[TEXT PROVIDED start]

4. Export Credit Guarantee Department
Drilling for oil in dodgy places can get a bit risky. Thankfully, the Government’s Export Credit Guarantee Department can help. They’re like an insurance firm, using taxpayers’ money to support arms dealers, oil barons and other ner’do wells. We won’t be going there though, because, frankly, it’s closed on Saturdays.
5. HSBC headquarters
Behind their pristine windows and corporate lobbies, high-street banks make drilling, digging and wrecking possible. The equity finance that banks like HSBC pump in gives them influence over of the oil companies. And what direction do they push them in? Tar sands, Arctic oil, deep water: anything that keeps profits flowing. HSBC are really bad, but they’re not the worst…
6. Chevron London HQ
Chevron are really crap. The Government just gave them permission to start deepwater drilling in the North Sea. They’re after eighteen exploratory wells and 600 million barrels of oil. But we’re not going to Chevron because Greenpeace is kicking their oily ass and we believe in spreading the love to other culprits.
7. Park lane car dealerships
Park Lane is littered with car dealerships that specialise in selling gas guzzling toys to the obscenely wealthy. It’s also one of the most congested and polluted streets in London. Did you know that twenty-five percent of the UK’s CO2 emissions come from traffic? While we certainly want to take action to highlight these problems, we decided not to spend our Saturday there.

[TEXT PROVIDED end]
[DATA start]

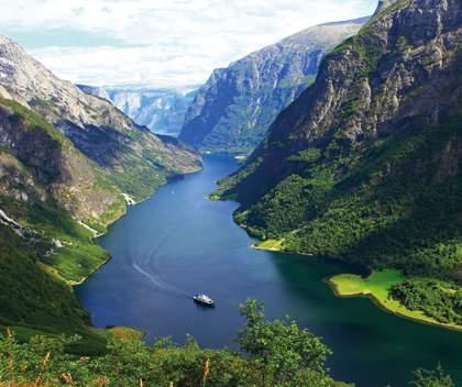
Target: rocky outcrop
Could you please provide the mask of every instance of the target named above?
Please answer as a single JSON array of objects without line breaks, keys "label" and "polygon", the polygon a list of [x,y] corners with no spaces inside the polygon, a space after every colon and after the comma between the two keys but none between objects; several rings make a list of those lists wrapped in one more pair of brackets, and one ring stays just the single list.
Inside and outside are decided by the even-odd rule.
[{"label": "rocky outcrop", "polygon": [[200,168],[199,157],[136,125],[109,101],[55,77],[16,43],[0,36],[0,96],[59,129],[88,158],[114,176],[123,191],[145,197],[168,174]]},{"label": "rocky outcrop", "polygon": [[78,85],[86,93],[111,101],[139,125],[152,132],[177,136],[196,91],[135,87],[91,87]]},{"label": "rocky outcrop", "polygon": [[237,219],[287,250],[458,272],[461,45],[460,1],[381,12],[328,55],[315,85],[221,183],[243,203]]},{"label": "rocky outcrop", "polygon": [[314,82],[324,55],[366,20],[310,27],[215,70],[189,107],[180,139],[202,151],[252,151]]}]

[DATA end]

## OBJECTIVES
#1 According to the list of London sites, why won't the group visit the Export Credit Guarantee Department?
#2 Resume the list of London sites, picking up after the paragraph about the Park Lane car dealerships.

## RESPONSES
#1 It is closed on Saturdays.

#2
8. Ministry of Defence
Oil, money, power and war are tangled in an ugly mess. We chanted ‘no blood for oil’ but we were ignored, and our taxes have been funding bloody conflict ever since: first in Afghanistan and then in Iraq. The MoD has both oil and blood on its hands and deserves our attention… but that’s for another day.
9. Legal and General
The oil industry depends on investment, and much of that comes from UK pension funds. When they’re not insuring oil companies, Legal and General are pouring money we’ve been saving into oil deals. We want a future without oil – but this particular oil investor won’t be getting a visit from us on the 16th.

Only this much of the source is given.